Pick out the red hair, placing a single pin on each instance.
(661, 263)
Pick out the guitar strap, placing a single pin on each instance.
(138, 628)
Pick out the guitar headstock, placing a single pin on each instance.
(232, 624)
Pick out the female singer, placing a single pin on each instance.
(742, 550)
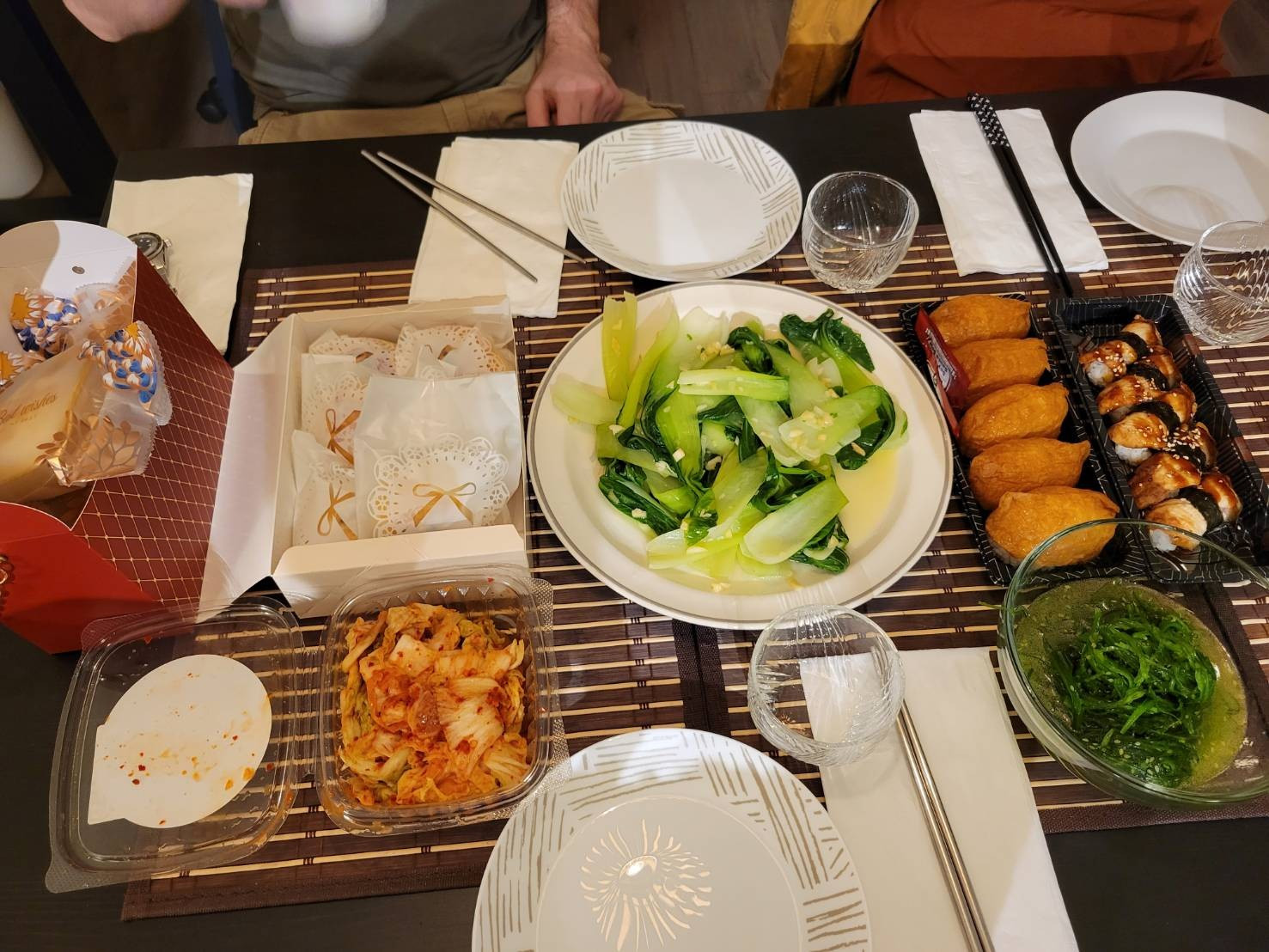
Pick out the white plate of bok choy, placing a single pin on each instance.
(725, 451)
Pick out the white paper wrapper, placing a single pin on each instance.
(180, 742)
(436, 455)
(373, 351)
(332, 388)
(425, 353)
(325, 494)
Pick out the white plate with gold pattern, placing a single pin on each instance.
(674, 840)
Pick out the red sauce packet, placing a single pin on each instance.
(951, 381)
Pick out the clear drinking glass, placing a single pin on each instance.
(1223, 286)
(857, 228)
(825, 685)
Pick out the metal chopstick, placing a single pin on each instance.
(497, 216)
(402, 180)
(968, 912)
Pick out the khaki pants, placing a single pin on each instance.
(499, 107)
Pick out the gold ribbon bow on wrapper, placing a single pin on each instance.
(434, 494)
(332, 518)
(333, 432)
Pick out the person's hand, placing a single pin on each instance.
(571, 85)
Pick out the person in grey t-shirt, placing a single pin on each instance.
(424, 51)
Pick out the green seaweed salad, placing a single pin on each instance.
(728, 441)
(1138, 678)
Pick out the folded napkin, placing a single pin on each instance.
(204, 217)
(985, 226)
(960, 715)
(521, 180)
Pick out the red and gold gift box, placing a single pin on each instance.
(124, 544)
(128, 542)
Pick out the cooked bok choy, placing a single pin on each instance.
(726, 442)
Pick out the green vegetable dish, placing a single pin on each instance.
(1138, 678)
(731, 442)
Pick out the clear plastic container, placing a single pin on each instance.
(519, 606)
(117, 654)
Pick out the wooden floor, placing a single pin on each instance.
(711, 56)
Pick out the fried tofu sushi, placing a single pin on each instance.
(1013, 412)
(1000, 362)
(1023, 521)
(970, 318)
(1021, 465)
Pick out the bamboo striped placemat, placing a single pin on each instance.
(622, 668)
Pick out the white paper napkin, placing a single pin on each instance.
(521, 180)
(965, 730)
(985, 226)
(204, 217)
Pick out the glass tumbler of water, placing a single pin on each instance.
(825, 685)
(1223, 286)
(857, 228)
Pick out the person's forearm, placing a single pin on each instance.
(572, 21)
(119, 19)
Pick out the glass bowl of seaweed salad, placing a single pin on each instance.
(1149, 692)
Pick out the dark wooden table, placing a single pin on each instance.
(1186, 888)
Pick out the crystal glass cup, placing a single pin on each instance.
(825, 685)
(857, 228)
(1223, 286)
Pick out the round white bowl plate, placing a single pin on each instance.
(891, 519)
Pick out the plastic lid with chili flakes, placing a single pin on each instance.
(169, 723)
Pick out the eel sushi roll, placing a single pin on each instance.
(1194, 442)
(1135, 343)
(1162, 478)
(1197, 510)
(1144, 329)
(1118, 398)
(1144, 430)
(1159, 358)
(1108, 362)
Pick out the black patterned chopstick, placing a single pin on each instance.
(1004, 153)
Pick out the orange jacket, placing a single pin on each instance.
(822, 40)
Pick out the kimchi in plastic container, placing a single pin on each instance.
(431, 683)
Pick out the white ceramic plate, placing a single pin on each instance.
(680, 201)
(670, 840)
(1175, 162)
(896, 510)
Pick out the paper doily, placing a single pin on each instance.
(442, 485)
(378, 353)
(465, 350)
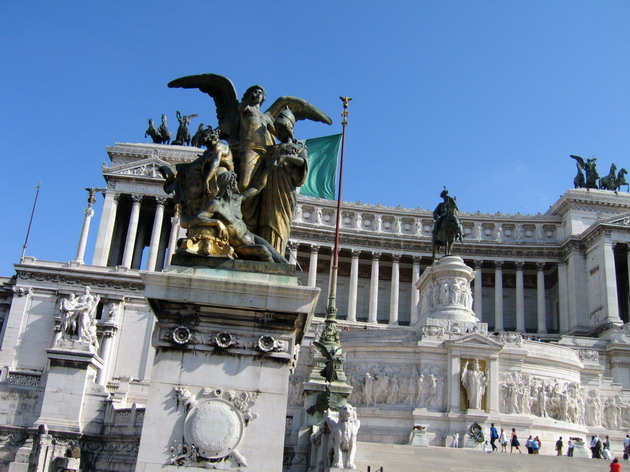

• Directions for this task: Write out everything from the line containing "Pick out the paper" down to the end of the records, requests included, and shift each point by adding 48 to both of its coordinates. Leave the pictures out.

• Answer to this problem:
Pick out the paper doily, placing a single pin on each instance.
(490, 533)
(426, 401)
(513, 398)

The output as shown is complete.